::: Dataset extract

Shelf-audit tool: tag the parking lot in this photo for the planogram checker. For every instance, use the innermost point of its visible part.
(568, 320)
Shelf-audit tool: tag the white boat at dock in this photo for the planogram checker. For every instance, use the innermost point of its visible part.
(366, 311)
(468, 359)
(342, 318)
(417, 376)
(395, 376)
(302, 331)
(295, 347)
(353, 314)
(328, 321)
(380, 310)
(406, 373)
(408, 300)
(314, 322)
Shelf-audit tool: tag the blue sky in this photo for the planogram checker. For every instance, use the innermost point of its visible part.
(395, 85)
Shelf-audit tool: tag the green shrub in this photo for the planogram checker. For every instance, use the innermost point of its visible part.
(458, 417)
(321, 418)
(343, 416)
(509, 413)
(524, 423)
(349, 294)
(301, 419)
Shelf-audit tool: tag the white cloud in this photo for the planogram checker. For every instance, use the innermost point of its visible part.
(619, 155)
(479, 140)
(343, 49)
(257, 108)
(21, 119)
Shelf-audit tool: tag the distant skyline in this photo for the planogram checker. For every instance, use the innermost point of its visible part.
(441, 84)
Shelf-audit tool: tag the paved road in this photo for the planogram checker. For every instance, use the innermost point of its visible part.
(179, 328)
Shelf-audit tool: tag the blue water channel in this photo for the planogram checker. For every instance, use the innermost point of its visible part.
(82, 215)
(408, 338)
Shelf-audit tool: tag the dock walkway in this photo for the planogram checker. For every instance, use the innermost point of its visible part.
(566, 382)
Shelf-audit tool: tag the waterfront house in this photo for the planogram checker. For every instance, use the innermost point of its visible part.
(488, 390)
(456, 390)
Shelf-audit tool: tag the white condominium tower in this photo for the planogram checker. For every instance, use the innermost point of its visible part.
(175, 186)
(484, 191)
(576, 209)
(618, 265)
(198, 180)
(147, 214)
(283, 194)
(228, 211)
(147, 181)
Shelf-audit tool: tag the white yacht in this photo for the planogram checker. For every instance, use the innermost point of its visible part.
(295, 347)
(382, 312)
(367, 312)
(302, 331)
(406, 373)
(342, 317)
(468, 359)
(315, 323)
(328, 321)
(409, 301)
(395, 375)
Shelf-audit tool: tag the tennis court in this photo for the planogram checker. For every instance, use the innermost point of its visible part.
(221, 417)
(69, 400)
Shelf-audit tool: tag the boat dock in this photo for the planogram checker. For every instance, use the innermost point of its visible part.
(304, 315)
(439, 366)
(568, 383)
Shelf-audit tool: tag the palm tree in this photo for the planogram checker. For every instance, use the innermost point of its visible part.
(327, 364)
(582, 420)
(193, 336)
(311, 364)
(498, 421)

::::::

The whole listing must be reproduced exactly. Do not skip a line.

Result of this exercise
Shelf-audit tool: tag the parking lot in this photo for the planogram checker. For every instance, use the innermost point of its visible part.
(568, 320)
Shelf-audit tool: tag the white boat at dock in this photo for the planogram checker. For every instance, use the innermost point of its visible part.
(366, 311)
(468, 359)
(342, 318)
(417, 376)
(395, 376)
(302, 331)
(295, 347)
(353, 314)
(328, 321)
(380, 310)
(406, 373)
(408, 300)
(314, 322)
Shelf-audit tool: tag the blue sky in this photo for the planogram checker. For every instance, use the innermost point of its visible part.
(395, 85)
Shelf-audit tool: tag the green shrub in this photo for the planogram checker. For every instance, use the innermost point of its visible part.
(458, 417)
(321, 418)
(343, 416)
(509, 413)
(524, 423)
(349, 294)
(301, 419)
Shelf-audit tool: tag the white cloud in this photo for the planogram checker. For every instance, use the innermost point of its visible part.
(619, 155)
(479, 140)
(343, 49)
(257, 108)
(21, 119)
Shelf-audit tool: tag the distant skyline in this photo for the planogram checker. For every instance, use the innermost point of its visible part.
(441, 84)
Shelf-audit tool: tag the paved road in this photo for the planogram checker. For every instance, use the innermost point of its visible part.
(179, 328)
Shelf-audit tool: tag the blue water channel in this photo for the planogram checker. For every instance, use the innermost point of its visible part.
(82, 215)
(408, 338)
Shelf-audit tool: tag the dock walkway in this photo for the planogram checker. For every instance, use the innermost point of its visible part.
(566, 382)
Shelf-audit tool: tag the waterfront house in this photo for the planogram checker. For every instance, use the innermost point of its visible part.
(488, 390)
(456, 390)
Shelf-audit tool: tag the white condominium tower in this photo for the planogram checker. For every instance, use the innermost point of its visible part.
(175, 186)
(484, 191)
(576, 209)
(618, 265)
(198, 180)
(147, 214)
(283, 194)
(228, 211)
(147, 181)
Shelf-audit tool: tag the white yacht in this photo for the planogram checker. For every instance, use the innermost point of its visible part.
(295, 347)
(382, 312)
(367, 312)
(302, 331)
(406, 373)
(342, 317)
(468, 359)
(315, 323)
(328, 321)
(409, 301)
(395, 375)
Shelf-audit tool: tag the tennis court in this photo for the planogram checker. For every instance, use the innermost point of its visible part.
(221, 417)
(69, 400)
Shelf-audit tool: tag the boat dock in this photo for the planogram checker. For every instance, use the innermost point of its visible part.
(304, 315)
(439, 366)
(568, 383)
Shelf-audit tool: tag the palm tree in this photo for the planogram checker. For every instance, use the innermost point of its visible part.
(327, 364)
(582, 420)
(193, 336)
(311, 364)
(498, 421)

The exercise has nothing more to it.